Start Available records
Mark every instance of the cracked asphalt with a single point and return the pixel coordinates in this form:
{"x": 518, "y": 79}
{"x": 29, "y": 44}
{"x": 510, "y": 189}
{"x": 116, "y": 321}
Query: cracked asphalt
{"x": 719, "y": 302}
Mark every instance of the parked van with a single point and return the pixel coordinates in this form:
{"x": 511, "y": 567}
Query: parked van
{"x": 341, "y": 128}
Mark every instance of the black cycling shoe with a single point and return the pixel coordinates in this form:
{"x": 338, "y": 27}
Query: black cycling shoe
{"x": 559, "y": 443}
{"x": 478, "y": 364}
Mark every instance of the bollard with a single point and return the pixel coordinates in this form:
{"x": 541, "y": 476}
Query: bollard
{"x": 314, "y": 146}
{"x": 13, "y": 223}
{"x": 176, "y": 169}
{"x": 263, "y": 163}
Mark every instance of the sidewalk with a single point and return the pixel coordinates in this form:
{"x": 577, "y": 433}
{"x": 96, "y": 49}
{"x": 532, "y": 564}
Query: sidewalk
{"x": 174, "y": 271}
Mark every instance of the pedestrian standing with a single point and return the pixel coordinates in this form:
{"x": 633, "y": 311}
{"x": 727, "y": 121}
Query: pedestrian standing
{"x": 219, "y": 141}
End Available records
- What the task asks: Reproduce all of the rows above, substituting "image coordinates" for each occurrence of "pixel coordinates" and changing nothing else.

- Response to this exercise:
Mark every instance of the cracked asphalt with a single point and return the image coordinates in this form:
{"x": 518, "y": 79}
{"x": 29, "y": 44}
{"x": 510, "y": 189}
{"x": 116, "y": 321}
Query: cracked asphalt
{"x": 719, "y": 302}
Mark every instance of the parked van with a single point and return the image coordinates in this form:
{"x": 511, "y": 567}
Query: parked van
{"x": 341, "y": 128}
Mark every instance of the black cycling shoe with a single point and return the image coordinates in this form:
{"x": 338, "y": 27}
Query: black cycling shoe
{"x": 559, "y": 443}
{"x": 478, "y": 364}
Mark every instance of the bollard with a single point and return the image coordinates in this form:
{"x": 541, "y": 476}
Query: bollard
{"x": 314, "y": 146}
{"x": 13, "y": 223}
{"x": 176, "y": 169}
{"x": 263, "y": 163}
Mark every instance of the sidewalk with a single point and return the image coordinates in this form:
{"x": 577, "y": 433}
{"x": 96, "y": 49}
{"x": 532, "y": 564}
Query: sidewalk
{"x": 174, "y": 271}
Mark every instance of the pedestrian standing with a single point and return the image coordinates in this form:
{"x": 633, "y": 311}
{"x": 727, "y": 121}
Query: pedestrian standing
{"x": 219, "y": 141}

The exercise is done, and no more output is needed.